- _The problem_
Rewrite the records between the line holding "Expected behaviour: for every instance of the lion cub" and the line holding "Expected behaviour: for every instance of the lion's ear", inclusive, changing "thickest" to "widest" and leaving everything else as it is. Return only those lines.

- _Source data_

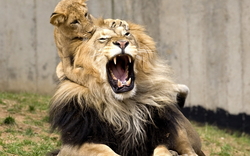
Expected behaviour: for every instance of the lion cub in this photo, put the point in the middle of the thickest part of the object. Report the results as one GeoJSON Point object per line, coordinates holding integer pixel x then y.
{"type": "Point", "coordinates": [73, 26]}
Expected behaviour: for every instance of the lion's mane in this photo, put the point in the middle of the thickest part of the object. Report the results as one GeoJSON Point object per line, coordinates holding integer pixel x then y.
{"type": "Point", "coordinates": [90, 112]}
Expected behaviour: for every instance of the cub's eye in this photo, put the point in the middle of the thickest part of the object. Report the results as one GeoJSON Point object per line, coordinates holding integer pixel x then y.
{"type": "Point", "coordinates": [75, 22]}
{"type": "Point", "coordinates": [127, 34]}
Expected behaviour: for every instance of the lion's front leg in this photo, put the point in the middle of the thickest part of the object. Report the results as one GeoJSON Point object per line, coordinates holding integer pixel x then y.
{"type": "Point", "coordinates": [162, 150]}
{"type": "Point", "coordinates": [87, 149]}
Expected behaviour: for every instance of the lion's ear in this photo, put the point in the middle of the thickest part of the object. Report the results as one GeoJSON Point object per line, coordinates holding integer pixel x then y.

==

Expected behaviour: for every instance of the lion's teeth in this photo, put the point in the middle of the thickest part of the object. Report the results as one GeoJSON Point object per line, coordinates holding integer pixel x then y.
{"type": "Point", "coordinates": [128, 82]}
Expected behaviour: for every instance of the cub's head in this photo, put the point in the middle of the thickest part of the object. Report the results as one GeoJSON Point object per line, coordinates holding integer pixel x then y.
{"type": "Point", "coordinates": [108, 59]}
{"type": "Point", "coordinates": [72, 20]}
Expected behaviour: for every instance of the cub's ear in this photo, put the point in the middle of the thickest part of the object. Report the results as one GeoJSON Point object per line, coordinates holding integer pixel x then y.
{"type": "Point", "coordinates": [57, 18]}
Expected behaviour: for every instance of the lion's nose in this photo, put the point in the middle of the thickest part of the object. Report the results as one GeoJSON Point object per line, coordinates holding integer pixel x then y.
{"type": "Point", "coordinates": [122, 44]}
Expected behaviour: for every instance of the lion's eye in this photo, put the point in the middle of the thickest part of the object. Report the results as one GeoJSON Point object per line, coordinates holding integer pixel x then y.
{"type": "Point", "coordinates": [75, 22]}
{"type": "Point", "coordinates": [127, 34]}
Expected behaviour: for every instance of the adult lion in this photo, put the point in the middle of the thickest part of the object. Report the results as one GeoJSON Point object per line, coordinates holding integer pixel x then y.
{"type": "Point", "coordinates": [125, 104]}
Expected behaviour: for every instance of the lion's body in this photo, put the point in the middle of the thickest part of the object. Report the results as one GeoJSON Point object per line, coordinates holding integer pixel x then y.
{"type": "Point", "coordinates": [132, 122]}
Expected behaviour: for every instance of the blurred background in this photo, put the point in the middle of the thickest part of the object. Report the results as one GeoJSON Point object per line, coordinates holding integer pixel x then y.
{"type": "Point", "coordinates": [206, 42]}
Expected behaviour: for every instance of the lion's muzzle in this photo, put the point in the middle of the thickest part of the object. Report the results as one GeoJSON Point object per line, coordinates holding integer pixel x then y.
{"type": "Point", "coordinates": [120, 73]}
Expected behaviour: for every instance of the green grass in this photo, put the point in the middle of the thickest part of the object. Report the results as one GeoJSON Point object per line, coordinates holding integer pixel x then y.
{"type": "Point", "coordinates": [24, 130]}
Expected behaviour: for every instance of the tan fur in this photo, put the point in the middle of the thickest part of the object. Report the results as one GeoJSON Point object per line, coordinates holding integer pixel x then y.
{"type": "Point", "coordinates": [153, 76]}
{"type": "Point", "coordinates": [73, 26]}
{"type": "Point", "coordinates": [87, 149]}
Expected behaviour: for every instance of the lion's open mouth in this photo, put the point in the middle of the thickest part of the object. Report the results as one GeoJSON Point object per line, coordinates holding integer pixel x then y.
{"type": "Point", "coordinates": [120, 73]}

- _Completed task_
Expected behaviour: for every instance of the lion cub in this photo, put the point in the middle of the widest part of the object. Report the results as one GeoJSON Point object per line, coordinates holding integer pixel x then y.
{"type": "Point", "coordinates": [73, 26]}
Expected behaviour: for every instance of the lion's mane in this photo, put the point in the middle of the widest part of the object. Report the results as one GeoJSON Point object per line, coordinates holding integer pixel x then y.
{"type": "Point", "coordinates": [90, 112]}
Expected behaviour: for every instance of the cub's eye in this photo, put the point in the middle of the widest part of the object. Report the results as one GeoJSON Point object per line, coordinates holding integer pixel x then y.
{"type": "Point", "coordinates": [75, 22]}
{"type": "Point", "coordinates": [127, 34]}
Expected behaviour: for every instance of the lion's front leg in this photo, put the point in the middle of the widest part of the object. Report the results as one GeoJSON Point object per line, coordinates holding integer pixel x then y.
{"type": "Point", "coordinates": [162, 150]}
{"type": "Point", "coordinates": [87, 149]}
Expected behaviour: for every instance of the lion's ear in this photo, put the point in the middle of the widest part of the object. Report the results as one GeoJSON Point object per line, coordinates holding integer pixel x then y.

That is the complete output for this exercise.